## What is being asked
Each entry below is to be printed verbatim.

Records contained in a dataset

---*---

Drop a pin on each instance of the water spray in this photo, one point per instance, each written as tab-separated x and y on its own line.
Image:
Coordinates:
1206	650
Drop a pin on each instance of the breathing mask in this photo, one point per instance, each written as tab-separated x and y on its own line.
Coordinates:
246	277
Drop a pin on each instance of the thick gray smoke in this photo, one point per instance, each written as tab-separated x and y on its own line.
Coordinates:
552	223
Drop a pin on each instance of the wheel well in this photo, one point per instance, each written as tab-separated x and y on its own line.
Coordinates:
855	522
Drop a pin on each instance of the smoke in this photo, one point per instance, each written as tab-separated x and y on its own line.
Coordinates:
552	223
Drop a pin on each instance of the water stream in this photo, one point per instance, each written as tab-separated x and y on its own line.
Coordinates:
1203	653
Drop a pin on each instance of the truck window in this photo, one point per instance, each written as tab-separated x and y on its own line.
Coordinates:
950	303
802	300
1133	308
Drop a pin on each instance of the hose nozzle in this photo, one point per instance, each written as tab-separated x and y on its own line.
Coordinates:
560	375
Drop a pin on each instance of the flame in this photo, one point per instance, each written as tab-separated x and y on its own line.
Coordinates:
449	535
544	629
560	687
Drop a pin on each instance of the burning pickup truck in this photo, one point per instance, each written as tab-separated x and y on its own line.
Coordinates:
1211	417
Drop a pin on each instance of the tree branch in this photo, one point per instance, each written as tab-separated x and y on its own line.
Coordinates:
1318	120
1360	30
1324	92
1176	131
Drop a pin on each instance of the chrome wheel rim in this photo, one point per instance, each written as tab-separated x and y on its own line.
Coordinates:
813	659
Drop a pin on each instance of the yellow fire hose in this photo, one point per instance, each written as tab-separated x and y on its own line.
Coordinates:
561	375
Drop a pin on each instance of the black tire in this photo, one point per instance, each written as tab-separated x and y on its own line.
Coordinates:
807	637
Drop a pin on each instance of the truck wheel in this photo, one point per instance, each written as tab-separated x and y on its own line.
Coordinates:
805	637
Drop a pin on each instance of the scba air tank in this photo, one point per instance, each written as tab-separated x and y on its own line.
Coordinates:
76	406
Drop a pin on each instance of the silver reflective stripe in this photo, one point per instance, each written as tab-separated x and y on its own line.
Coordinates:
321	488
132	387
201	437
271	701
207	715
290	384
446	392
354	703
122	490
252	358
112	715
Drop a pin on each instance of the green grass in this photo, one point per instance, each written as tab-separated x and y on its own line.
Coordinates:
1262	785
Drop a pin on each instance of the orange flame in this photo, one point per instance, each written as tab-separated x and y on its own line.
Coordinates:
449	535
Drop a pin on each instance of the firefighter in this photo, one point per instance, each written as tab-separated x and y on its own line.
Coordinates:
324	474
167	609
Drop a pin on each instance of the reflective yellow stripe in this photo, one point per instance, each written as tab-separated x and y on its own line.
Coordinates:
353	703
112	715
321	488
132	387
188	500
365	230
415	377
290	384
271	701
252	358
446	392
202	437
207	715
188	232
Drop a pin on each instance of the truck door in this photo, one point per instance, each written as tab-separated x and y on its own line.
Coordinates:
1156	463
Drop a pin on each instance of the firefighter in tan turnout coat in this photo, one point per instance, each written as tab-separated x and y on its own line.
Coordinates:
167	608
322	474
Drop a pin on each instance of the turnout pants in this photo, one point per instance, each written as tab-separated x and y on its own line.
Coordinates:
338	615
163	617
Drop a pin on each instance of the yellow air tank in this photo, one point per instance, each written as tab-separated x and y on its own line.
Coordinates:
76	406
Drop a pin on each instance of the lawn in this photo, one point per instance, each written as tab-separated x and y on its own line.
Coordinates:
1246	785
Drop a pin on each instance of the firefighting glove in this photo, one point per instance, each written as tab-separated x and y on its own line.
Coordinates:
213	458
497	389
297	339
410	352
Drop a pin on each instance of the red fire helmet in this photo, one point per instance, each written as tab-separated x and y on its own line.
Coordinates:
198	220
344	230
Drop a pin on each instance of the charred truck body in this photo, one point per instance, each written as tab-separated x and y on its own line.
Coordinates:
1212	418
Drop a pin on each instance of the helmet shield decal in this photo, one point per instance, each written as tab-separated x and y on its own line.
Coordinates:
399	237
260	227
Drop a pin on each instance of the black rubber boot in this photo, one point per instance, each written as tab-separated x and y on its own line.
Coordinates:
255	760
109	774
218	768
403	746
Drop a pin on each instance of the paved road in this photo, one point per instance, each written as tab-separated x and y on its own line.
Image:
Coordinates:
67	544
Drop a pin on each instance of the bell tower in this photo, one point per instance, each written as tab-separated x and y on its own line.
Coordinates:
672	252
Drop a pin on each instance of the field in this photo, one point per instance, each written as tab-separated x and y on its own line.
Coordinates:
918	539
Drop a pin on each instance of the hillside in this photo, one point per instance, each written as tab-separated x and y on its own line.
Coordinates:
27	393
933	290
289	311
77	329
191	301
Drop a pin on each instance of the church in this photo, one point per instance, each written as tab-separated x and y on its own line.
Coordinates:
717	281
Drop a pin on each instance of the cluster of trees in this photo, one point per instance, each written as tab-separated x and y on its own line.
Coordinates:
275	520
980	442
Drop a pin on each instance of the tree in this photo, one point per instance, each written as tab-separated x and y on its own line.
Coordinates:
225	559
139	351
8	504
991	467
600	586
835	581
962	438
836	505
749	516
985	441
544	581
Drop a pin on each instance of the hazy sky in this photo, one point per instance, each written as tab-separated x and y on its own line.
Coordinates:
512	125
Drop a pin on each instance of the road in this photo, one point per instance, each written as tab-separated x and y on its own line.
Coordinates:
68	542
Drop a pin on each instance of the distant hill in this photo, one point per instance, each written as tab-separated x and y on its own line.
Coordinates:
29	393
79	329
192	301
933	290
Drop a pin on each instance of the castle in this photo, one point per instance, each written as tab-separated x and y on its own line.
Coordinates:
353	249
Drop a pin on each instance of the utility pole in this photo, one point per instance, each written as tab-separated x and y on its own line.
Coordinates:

---*---

## Exercise solution
Drop a pin on each instance of the water spray in this photo, one point per instance, each written as tab-separated x and y on its own line.
Image:
Coordinates:
1206	650
Drop a pin on each instance of the breathing mask in this photo, one point per instance, each written as tab-separated x and y on its own line.
Coordinates:
246	277
Drop a pin on each instance of the thick gray smoke in this photo, one point per instance, each written as tab-separated x and y on its own line.
Coordinates:
552	223
Drop a pin on each instance of the wheel well in this photo, one point per instance, each written as tab-separated x and y on its own line.
Coordinates:
855	522
Drop a pin on each instance of the smoke in this photo, one point per instance, each written as tab-separated x and y on its own line.
Coordinates:
552	223
Drop a pin on each instance of the water stream in this photo, one point per instance, each written as tab-separated x and y on its own line.
Coordinates:
1203	653
Drop a pin on each instance of the truck window in this photo, one point per instance, each written as tab-separated x and y on its own line.
Coordinates:
950	303
802	300
1133	308
Drop a pin on each instance of the hose nozzle in this photo, one point per instance, each written as tab-separated x and y on its own line.
Coordinates:
560	375
Drop a pin on each instance of the flame in this photo, one point per instance, each written as tab-separated x and y on its own line.
Coordinates:
449	535
544	629
560	687
Drop a pin on each instance of the burning pickup truck in this photo, one point per instance, each written as tab-separated x and y on its own line.
Coordinates:
1211	417
Drop a pin on each instance of the tree branch in this photo, one point per instance, each written as tab-separated x and y on its own line.
Coordinates:
1318	120
1360	30
1324	92
1176	131
Drop a pin on each instance of the chrome wheel rim in this photo, one point per instance, each written as tab-separated x and y on its own line.
Coordinates:
813	659
Drop a pin on each instance of the yellow fire hose in this photo, one point per instance, each written as tab-separated x and y on its own line.
Coordinates:
561	375
Drop a pin on each instance of the black tire in this photo, one point per instance, each written as tab-separated x and y on its own line.
Coordinates:
807	637
Drop a pin on each instance of the truck wheel in this photo, one point per instance, each written as tab-separated x and y on its own line.
Coordinates:
805	637
Drop a pin on each instance of the scba air tank in this photo, one point per instance, each written as tab-separated x and y on its own line.
Coordinates:
76	406
Drop a pin on each instance of the silver reflective stripe in this photo, one point per instance, each written as tab-separated x and y on its own line.
Coordinates:
321	488
132	387
201	437
271	701
207	715
290	384
446	392
354	703
122	490
252	358
112	715
Drop a pin on each instance of the green grass in this photo, one point per instance, each written as tab-separated x and y on its own line.
Coordinates:
1262	785
Drop a pin on each instance of the orange flame in this photo, one point per instance, each written as tab-separated x and y on its own line.
Coordinates:
449	535
Drop a pin on each instance of the firefighter in this photo, one point per instance, each written as tab-separated x and y on its own line.
Coordinates:
324	474
167	609
Drop a pin on each instance of the reflective yellow stripe in this photo, one point per instance, each written as tab-separated x and y on its own line.
Coordinates:
353	703
112	715
321	488
132	387
188	500
365	230
415	377
290	384
271	701
252	358
446	392
202	437
207	715
188	232
Drop a pin on each instance of the truck door in this photo, one point per instance, each written as tab-separated x and y on its own line.
Coordinates:
1156	463
Drop a pin on each instance of the firefighter in tan turnout coat in this photo, one point per instance, each written as tab-separated x and y on its own line.
Coordinates:
167	608
322	474
Drop a pin on each instance of the turnout pants in this photo, one point per instance, each written as tab-separated x and y on its own line.
Coordinates:
338	615
163	617
Drop a pin on each instance of the yellow air tank in this photo, one point per instance, each written as tab-separated x and y on its own line.
Coordinates:
76	406
Drop a pin on each instance of the lawn in this photo, one point per instance, each written as tab-separated x and y on its own line.
Coordinates:
1246	785
Drop a pin on each instance of the firefighting glove in this photo, one point per instance, each written as tab-separated x and y on its own line.
Coordinates:
213	458
497	389
297	339
410	352
Drop a pin on each instance of the red fire helmet in this photo, one point per instance, each written as tab-separated x and y on its own line.
Coordinates:
198	220
344	230
Drop a pin on each instance of the charred truck body in this photo, one point per instance, each written as tab-separated x and y on its own line.
Coordinates:
1212	418
Drop a pin on each instance of the helmet shield decal in this photo, one point per instance, each written as tab-separated x and y on its own line.
Coordinates:
399	237
260	227
Drop a pin on each instance of the black rubber boot in this photo, one point per instance, each written as tab-separated x and y on its own line.
Coordinates:
255	760
109	774
218	768
403	746
Drop a pin on each instance of the paved road in this photo, one point per instance, each written as tab-separated x and y on its own line.
Image:
Coordinates:
67	544
Drop a pin on each instance of the bell tower in this photo, one point per instance, each written as tab-separated x and y on its own line.
Coordinates:
672	252
Drop a pin on each instance of the field in this photo, one point per instance, each written as tab-separated x and y on its own line.
Coordinates:
918	539
Drop a pin on each instance of the hillside in this photo, one point per instance, each written as tab-separated x and y on its own line.
Coordinates:
27	393
933	290
289	311
77	329
191	301
Drop a pin on each instance of the church in this photo, one point per instance, each written as tab-separated x and y on its own line.
Coordinates:
717	281
Drop a pin on each instance of the cluster of trees in this photo, one point per instance, each written as tab-separated x and y on its own line.
Coordinates:
275	520
980	442
Drop a pin on each instance of the tree in this photo, one point per instance, each written as tab-separated x and y on its own line.
Coordinates:
225	559
139	351
8	504
991	467
600	586
835	581
962	438
836	505
749	516
985	441
544	581
Drop a pin on each instance of the hazy sky in this photo, one point per instance, each written as tab-separated x and y on its own line.
Coordinates:
512	125
Drop a pin on each instance of the road in this photo, one point per instance, each written as tab-separated x and y on its own line.
Coordinates:
68	542
Drop a pin on each instance of the distant hill in this photo, one point per instance, each written as tab-separated x and y on its own line.
Coordinates:
29	393
79	329
192	301
933	290
Drop a pin on each instance of the castle in this photo, one point per instance, each written as tab-separated x and y on its own line.
Coordinates:
353	249
Drop a pin on each instance of the utility pole in this photo, one point per instance, each written as tab-separated x and y on its own line.
Coordinates:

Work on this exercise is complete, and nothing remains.